PASSAGE
As psychologists make more inroads into medical settings, joining treatment teams for disorders as varied as cancer, hypertension and AIDS, the health psychology field is booming, says Anne E. Kazak, PhD, a psychology professor in the pediatrics department at the University of Pennsylvania School of Medicine and director of the psychology department at The Children’s Hospital of Philadelphia. This influx of psychological expertise comes at a critical time, she says.
“So many health issues that are pre-eminent in society have strong behavioral components, and we have psychological knowledge that can directly affect our understanding of those problems and the ways in which you address them.”
As incoming editor of Health Psychology, Kazak will make the field’s flagship journal home to the full range of original research on the intersection of health and behavior. Articles on specific diseases or population groups — especially children and adolescents — will run alongside more cross-cutting research, she says. The journal will also publish articles that contribute to the theoretical foundations of health psychology, as well as papers that guide psychologists working directly with patients — though articles that do both are among Kazak’s favorites.
“I want to really emphasize the translation of research into practice, and perhaps take a slightly more applied approach than we have in the past.”

DATA FOR REVIEW
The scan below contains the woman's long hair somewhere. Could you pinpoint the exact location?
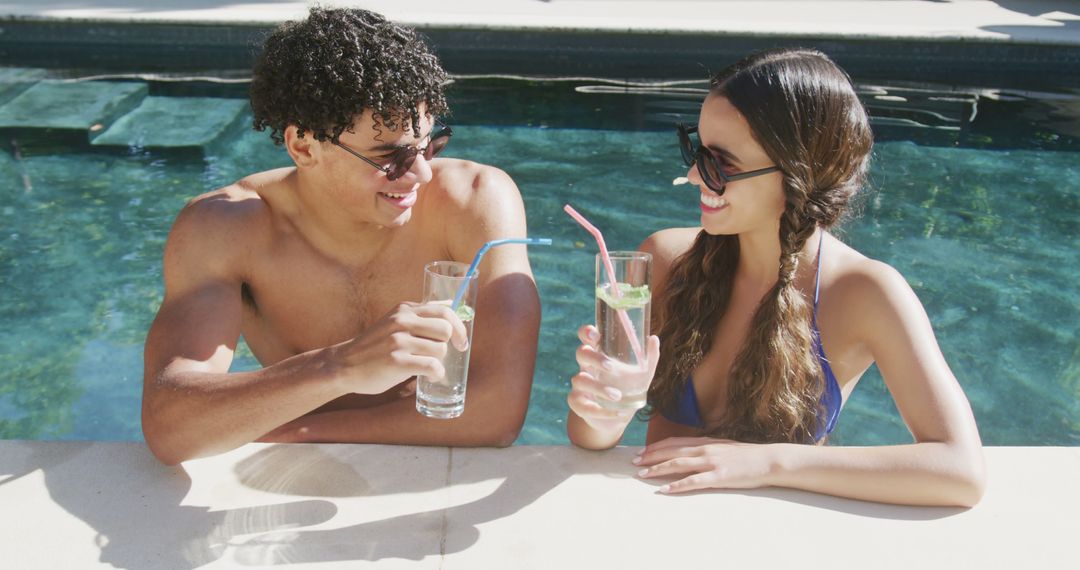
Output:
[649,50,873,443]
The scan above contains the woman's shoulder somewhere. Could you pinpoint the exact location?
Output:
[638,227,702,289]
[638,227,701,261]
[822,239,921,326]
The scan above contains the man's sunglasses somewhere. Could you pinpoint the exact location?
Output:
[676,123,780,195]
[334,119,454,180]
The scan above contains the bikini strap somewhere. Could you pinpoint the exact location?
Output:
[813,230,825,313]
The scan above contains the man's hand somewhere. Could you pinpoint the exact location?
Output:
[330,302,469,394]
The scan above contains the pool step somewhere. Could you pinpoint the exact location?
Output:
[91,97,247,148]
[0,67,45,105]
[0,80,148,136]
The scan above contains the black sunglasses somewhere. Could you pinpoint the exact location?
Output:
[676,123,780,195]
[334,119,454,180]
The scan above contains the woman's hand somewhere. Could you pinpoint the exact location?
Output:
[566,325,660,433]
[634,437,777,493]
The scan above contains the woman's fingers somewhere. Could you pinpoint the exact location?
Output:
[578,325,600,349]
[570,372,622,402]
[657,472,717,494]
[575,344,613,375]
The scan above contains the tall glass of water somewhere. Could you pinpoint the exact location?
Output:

INSTRUCTIONS FOR THE TASK
Go on with the passage about the growth of health psychology and the journal's new editor, starting after its final quotation. The entries have nothing to do with the passage about health psychology.

ANSWER TO THIS TASK
Kazak’s own contributions to health psychology have been in this translational vein. For more than 20 years, she has investigated the factors that contribute to children’s and families’ ability to cope with pediatric conditions, including cancer. Kazak and her colleagues have found that a variety of variables, including social isolation, financial resources, and beliefs about illness and treatment, affect how well families handle the challenges of illness diagnosis and treatment. In her own work, Kazak screens families for these risk factors and develops and tests interventions to better prepare them.
For this work, Kazak received the 2009 Cummings American Psychological Foundation PSYCHE Prize, which recognizes psychologists who have integrated behavioral health care into medical settings. She also holds a senior mentoring award from the National Cancer Institute.
In addition to her work as a pediatric psychologist, mentor and researcher, Kazak has already served as editor of two other major journals — the Journal of Pediatric Psychology from 1998 to 2002, and the Journal of Family Psychology from 2004 to 2009. She’ll begin accepting manuscripts for Health Psychology July 1.